**WHAT THE TASK REQUIRES**
Please copy every line of the records below word for word, leaving the pictures out.

==== DATA TO PROCESS ====

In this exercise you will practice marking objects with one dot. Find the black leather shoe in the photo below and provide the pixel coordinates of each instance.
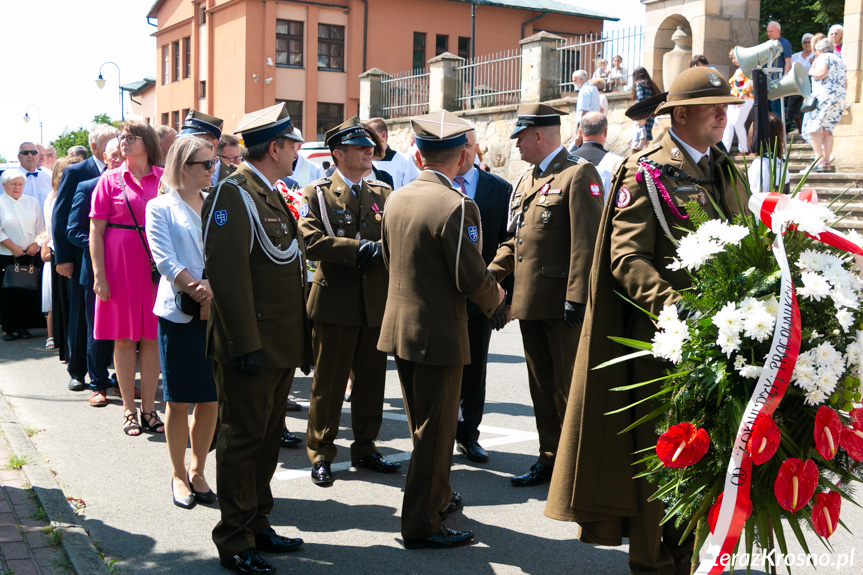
(271, 542)
(473, 451)
(289, 439)
(454, 505)
(447, 538)
(248, 562)
(377, 462)
(77, 385)
(537, 475)
(321, 474)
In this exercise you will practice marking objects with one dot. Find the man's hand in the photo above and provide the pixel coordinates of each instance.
(252, 364)
(573, 313)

====

**ANSWER FOR THIS EXERCISE**
In this exercise you will practice marking objects with one dot. Find the black leather shoe in the photo below and provide the pixel coordinates of each instance.
(271, 542)
(473, 451)
(289, 439)
(454, 505)
(447, 538)
(248, 562)
(377, 462)
(77, 385)
(537, 475)
(321, 474)
In this exercise you will practice marking objects with one dot. Find the man's hand in the photo above and provide the pixel coordinates of each instance.
(252, 364)
(573, 313)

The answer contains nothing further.